# What you are asked to do
Report every line in the entries below that contains the string "pile", copying each such line in full. Case counts when matching.

Begin Supplied records

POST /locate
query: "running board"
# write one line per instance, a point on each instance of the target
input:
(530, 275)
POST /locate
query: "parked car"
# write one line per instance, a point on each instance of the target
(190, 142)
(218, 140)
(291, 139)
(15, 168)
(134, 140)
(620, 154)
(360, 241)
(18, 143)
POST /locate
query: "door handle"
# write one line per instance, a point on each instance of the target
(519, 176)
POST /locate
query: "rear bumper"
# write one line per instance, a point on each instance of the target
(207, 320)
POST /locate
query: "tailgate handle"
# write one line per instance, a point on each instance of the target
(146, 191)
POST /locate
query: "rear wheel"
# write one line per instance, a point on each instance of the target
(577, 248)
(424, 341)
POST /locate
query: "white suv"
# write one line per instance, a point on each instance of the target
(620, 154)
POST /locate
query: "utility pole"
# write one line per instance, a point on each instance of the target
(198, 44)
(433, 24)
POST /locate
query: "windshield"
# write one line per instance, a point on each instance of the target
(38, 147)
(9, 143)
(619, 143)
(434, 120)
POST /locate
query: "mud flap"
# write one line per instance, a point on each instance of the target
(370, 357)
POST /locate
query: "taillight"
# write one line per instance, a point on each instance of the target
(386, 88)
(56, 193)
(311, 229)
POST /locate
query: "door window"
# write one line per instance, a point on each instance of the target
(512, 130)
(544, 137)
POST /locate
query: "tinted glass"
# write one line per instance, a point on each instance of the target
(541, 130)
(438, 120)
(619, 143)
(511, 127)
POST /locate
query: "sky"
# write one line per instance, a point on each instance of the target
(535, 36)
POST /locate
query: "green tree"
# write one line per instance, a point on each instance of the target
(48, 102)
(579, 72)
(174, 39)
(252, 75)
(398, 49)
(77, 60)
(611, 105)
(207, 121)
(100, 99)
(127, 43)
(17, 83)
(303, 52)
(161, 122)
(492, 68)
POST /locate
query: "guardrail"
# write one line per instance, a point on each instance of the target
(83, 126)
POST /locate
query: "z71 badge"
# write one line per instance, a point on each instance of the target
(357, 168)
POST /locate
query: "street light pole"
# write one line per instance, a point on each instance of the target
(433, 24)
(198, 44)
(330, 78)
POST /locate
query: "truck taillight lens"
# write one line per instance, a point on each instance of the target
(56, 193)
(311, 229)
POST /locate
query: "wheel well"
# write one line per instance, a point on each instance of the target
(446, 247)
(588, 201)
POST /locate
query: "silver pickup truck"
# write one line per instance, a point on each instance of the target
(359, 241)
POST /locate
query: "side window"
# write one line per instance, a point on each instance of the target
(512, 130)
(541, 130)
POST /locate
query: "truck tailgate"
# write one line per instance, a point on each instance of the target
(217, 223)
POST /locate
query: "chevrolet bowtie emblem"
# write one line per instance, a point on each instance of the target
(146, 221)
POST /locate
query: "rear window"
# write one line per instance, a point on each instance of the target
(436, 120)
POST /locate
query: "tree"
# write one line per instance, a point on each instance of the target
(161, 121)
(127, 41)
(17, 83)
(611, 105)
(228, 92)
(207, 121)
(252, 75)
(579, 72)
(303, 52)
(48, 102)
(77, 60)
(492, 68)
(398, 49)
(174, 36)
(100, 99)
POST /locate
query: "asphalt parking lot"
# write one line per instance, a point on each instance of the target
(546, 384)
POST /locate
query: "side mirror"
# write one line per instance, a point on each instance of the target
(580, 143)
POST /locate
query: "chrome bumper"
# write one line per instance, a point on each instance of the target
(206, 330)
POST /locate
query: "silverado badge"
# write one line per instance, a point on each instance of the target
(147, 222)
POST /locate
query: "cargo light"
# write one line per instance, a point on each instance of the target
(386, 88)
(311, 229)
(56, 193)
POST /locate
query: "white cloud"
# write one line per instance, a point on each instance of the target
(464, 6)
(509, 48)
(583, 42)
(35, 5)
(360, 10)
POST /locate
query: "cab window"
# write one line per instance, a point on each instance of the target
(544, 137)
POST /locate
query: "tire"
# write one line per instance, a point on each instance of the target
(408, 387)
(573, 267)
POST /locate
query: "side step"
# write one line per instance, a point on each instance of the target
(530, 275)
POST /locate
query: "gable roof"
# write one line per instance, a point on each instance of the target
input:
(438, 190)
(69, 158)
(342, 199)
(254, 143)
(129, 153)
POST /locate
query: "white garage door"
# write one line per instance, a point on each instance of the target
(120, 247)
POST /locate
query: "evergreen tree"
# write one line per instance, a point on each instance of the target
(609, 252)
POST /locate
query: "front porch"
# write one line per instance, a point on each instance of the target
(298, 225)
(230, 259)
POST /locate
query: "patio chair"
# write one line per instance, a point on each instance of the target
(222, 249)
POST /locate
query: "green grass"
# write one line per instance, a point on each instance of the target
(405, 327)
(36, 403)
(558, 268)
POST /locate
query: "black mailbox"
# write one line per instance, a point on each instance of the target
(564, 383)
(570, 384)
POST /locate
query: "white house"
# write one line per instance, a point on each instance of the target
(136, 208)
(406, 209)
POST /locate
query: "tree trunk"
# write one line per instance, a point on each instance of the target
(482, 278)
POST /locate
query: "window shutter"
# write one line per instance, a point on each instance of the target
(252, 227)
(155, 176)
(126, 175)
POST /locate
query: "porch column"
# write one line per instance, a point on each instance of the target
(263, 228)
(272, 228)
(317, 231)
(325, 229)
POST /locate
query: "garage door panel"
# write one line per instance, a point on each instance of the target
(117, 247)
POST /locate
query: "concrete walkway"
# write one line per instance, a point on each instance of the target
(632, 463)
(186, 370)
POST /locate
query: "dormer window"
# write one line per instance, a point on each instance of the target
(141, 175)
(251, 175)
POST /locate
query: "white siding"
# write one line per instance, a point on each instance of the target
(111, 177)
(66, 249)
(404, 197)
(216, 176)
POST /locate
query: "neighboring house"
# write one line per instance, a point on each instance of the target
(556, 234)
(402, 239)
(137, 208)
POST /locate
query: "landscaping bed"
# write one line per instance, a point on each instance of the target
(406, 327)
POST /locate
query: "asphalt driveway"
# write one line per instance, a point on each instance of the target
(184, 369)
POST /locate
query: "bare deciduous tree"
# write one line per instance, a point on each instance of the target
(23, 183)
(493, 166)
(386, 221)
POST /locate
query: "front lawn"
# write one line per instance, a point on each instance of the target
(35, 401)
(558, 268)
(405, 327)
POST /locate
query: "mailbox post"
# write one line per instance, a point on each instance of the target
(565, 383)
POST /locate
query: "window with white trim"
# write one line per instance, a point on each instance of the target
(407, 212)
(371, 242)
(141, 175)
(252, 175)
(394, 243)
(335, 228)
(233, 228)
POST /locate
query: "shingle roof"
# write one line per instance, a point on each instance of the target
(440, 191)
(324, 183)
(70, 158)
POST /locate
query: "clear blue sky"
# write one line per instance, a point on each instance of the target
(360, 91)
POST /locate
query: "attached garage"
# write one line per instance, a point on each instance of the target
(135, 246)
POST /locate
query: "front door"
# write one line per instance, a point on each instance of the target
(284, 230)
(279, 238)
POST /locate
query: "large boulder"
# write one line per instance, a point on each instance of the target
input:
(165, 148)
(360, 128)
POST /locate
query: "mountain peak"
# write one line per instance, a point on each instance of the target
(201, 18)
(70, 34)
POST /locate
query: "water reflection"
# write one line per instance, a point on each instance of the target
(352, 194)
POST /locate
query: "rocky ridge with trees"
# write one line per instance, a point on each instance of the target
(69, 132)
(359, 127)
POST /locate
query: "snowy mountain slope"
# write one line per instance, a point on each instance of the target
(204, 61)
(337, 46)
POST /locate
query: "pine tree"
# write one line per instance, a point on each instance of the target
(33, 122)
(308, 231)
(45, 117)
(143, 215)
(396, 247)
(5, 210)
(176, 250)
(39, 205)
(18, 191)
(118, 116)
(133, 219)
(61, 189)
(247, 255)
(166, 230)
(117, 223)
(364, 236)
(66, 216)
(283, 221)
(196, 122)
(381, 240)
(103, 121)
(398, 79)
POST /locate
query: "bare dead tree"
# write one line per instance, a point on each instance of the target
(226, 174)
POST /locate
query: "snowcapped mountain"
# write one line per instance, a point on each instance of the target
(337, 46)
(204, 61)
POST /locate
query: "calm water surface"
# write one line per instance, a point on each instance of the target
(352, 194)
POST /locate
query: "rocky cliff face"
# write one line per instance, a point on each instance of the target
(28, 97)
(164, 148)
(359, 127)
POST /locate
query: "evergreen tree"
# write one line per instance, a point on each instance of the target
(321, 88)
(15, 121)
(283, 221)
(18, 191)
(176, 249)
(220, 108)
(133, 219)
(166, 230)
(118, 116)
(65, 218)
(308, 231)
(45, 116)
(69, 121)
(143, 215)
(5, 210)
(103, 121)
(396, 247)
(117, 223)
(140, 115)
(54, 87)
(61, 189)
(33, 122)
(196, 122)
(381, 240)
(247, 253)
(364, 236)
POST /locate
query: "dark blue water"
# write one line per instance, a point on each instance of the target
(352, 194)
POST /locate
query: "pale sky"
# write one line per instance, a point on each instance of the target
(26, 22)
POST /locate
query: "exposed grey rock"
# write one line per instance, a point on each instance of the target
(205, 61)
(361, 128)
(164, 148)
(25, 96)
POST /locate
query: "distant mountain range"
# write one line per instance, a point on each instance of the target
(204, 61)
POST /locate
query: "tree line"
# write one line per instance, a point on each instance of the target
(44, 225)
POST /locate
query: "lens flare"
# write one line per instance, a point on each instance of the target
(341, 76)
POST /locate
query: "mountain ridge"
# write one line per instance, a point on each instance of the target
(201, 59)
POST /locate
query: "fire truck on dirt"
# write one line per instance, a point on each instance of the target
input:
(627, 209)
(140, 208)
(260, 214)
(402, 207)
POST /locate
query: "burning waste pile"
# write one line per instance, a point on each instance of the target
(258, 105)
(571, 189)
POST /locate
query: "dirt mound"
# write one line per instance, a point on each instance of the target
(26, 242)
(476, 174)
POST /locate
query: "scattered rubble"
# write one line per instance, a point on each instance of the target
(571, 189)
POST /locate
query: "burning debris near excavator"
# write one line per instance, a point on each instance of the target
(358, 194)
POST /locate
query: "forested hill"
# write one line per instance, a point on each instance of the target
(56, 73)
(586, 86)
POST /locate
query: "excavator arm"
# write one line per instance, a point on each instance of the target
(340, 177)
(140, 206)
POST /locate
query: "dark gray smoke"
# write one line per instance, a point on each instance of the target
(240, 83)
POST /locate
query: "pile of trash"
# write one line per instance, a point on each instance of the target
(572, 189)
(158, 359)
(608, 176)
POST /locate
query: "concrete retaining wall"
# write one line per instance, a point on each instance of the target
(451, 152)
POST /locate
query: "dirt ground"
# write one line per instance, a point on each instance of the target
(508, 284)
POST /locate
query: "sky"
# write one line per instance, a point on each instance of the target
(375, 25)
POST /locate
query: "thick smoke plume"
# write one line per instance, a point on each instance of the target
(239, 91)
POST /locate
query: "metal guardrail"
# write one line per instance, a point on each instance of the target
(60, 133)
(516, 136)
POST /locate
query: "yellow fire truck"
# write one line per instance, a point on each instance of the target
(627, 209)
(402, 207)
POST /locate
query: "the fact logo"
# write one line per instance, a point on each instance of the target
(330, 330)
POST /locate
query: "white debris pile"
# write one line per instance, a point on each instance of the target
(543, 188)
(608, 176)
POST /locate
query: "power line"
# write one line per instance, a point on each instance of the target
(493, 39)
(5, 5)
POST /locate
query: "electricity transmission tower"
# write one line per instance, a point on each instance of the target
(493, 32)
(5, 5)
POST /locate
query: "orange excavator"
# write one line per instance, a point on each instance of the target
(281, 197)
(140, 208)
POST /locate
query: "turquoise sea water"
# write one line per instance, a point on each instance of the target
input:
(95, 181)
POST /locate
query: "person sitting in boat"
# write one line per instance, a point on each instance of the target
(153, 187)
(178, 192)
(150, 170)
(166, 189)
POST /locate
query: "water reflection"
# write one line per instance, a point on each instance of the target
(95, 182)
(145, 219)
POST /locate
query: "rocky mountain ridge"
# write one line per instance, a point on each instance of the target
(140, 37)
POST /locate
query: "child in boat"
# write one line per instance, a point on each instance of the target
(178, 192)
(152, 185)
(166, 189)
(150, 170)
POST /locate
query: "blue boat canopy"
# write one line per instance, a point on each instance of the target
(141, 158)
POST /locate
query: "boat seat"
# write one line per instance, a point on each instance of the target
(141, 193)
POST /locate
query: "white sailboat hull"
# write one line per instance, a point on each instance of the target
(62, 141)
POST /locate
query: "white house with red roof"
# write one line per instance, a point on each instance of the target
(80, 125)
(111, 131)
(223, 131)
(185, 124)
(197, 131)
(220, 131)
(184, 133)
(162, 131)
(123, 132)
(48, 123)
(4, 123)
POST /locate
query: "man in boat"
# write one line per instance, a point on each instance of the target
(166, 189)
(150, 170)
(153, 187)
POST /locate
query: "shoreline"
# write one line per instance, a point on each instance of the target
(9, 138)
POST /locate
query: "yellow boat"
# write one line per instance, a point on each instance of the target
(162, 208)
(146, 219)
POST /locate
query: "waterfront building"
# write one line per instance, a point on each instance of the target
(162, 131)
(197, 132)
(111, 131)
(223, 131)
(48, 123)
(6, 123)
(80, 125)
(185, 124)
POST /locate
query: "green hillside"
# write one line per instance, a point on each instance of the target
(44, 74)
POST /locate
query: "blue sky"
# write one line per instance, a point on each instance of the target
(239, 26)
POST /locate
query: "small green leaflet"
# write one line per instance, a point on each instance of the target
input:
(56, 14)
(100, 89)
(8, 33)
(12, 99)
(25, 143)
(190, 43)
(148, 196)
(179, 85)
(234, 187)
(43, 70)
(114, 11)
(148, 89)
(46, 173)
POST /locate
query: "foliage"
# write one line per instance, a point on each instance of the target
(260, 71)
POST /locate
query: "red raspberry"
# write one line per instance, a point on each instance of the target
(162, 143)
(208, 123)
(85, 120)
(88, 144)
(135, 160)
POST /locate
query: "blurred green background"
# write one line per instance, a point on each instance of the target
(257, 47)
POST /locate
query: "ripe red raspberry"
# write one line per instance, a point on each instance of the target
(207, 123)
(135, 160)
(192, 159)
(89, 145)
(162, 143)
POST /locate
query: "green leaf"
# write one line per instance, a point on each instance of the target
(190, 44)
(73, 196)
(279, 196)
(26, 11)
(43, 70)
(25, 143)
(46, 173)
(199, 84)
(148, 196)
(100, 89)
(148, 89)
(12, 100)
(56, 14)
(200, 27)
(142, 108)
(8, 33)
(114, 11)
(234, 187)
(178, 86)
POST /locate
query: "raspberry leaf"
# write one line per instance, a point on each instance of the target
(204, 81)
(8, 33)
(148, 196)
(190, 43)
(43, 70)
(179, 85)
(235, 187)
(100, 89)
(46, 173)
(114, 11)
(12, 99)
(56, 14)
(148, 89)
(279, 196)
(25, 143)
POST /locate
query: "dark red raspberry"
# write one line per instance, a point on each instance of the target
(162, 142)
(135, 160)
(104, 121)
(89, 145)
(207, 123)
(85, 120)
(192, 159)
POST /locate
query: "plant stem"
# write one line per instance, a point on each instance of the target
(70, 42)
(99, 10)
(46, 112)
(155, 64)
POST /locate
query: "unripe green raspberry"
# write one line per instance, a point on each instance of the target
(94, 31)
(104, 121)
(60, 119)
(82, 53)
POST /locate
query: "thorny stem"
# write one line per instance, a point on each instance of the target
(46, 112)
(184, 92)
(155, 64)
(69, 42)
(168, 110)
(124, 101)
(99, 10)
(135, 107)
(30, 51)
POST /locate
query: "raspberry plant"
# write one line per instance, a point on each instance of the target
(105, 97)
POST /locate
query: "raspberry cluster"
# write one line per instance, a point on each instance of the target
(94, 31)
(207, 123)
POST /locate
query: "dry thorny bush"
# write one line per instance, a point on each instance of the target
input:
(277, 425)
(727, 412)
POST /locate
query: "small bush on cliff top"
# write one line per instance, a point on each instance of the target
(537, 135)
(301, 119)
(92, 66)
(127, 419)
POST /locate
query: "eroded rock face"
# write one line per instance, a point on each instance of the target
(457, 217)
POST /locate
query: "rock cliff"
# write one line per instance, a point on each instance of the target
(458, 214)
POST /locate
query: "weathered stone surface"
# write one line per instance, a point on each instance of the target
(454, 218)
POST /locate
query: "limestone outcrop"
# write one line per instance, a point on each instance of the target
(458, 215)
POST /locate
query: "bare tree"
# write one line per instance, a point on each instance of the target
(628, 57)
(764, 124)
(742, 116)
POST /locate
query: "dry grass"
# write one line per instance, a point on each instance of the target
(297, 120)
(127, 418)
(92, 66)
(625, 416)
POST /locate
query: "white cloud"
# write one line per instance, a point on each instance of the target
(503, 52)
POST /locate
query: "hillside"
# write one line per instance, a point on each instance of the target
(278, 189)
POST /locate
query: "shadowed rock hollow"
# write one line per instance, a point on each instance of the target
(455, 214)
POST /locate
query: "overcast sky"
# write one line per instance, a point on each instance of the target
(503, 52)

End Supplied records

# Completed task
query: "burning waste pile"
query: "pile of trash"
query: "white debris pile"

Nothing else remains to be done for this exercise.